[Phrase grounding data]
---------------

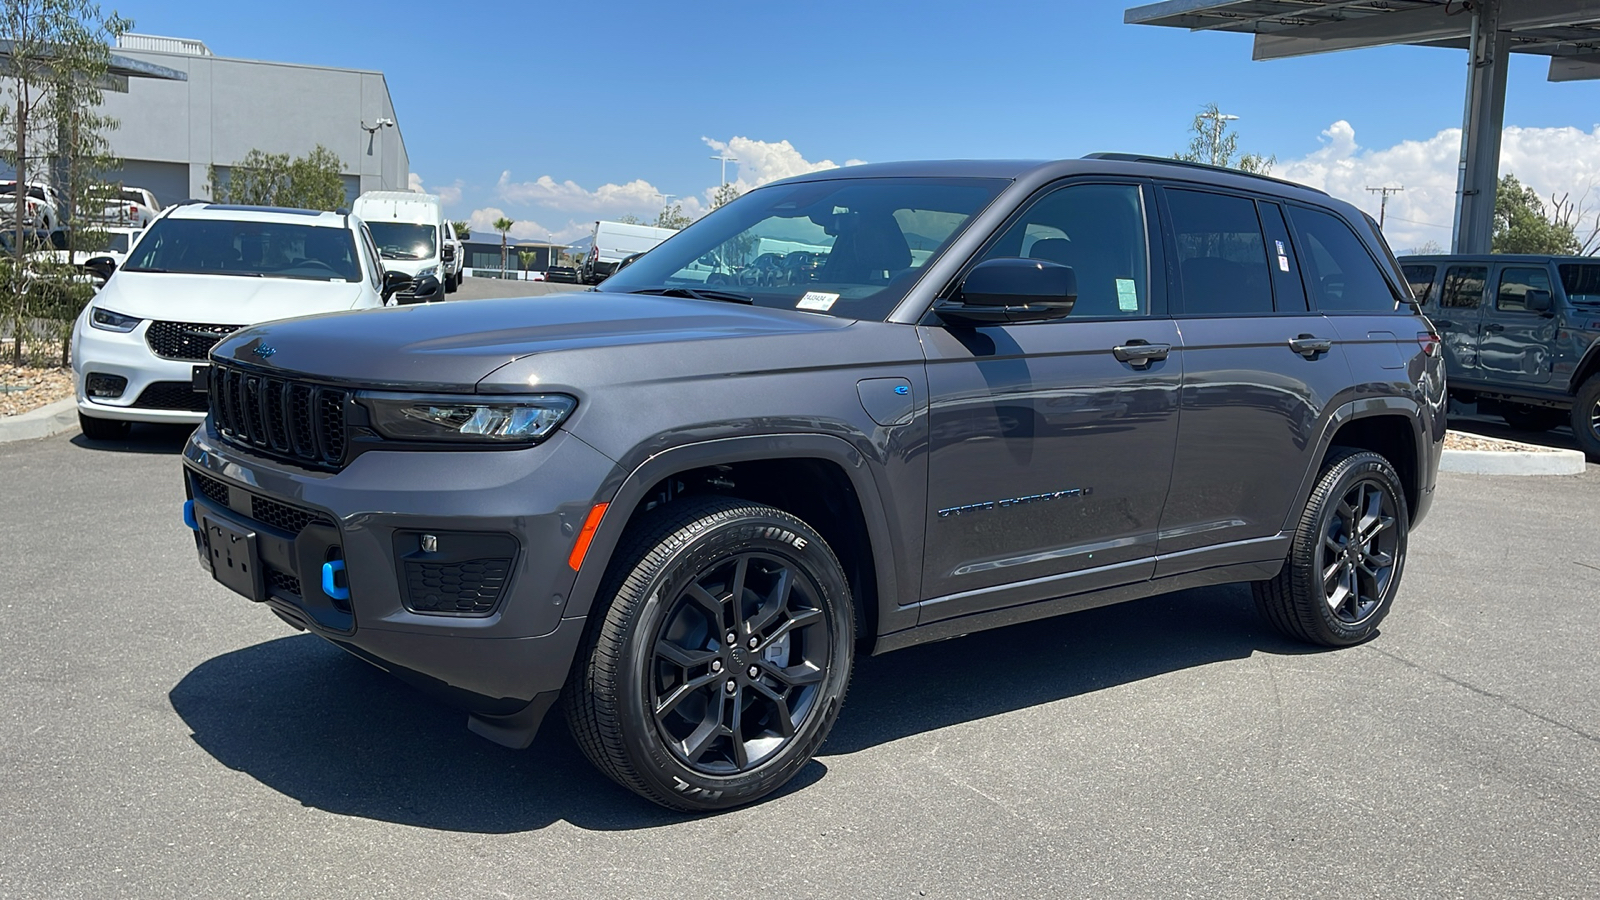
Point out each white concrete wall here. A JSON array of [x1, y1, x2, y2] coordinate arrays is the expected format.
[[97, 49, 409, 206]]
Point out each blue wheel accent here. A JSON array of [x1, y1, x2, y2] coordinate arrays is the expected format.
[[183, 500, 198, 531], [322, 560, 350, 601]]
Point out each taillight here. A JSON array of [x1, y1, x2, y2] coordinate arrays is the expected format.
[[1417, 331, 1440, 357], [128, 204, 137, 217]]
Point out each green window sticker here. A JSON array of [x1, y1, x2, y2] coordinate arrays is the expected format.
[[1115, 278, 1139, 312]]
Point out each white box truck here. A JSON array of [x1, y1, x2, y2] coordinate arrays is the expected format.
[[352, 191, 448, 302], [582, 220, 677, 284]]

---------------

# YOUR OBJECTIVE:
Write out exactly those lines of the records above that lie from the one with "Point out each green" through the last line, including both.

# EXERCISE OUTPUT:
Point out each green window sticker here. A JSON array of [x1, y1, x2, y2] coordinate arrays is the expected format.
[[1115, 278, 1139, 312]]
Point out each white box truck here. A JSON array of [x1, y1, x2, y2] coordinate arrays is the expected format.
[[352, 191, 448, 302], [582, 220, 677, 284]]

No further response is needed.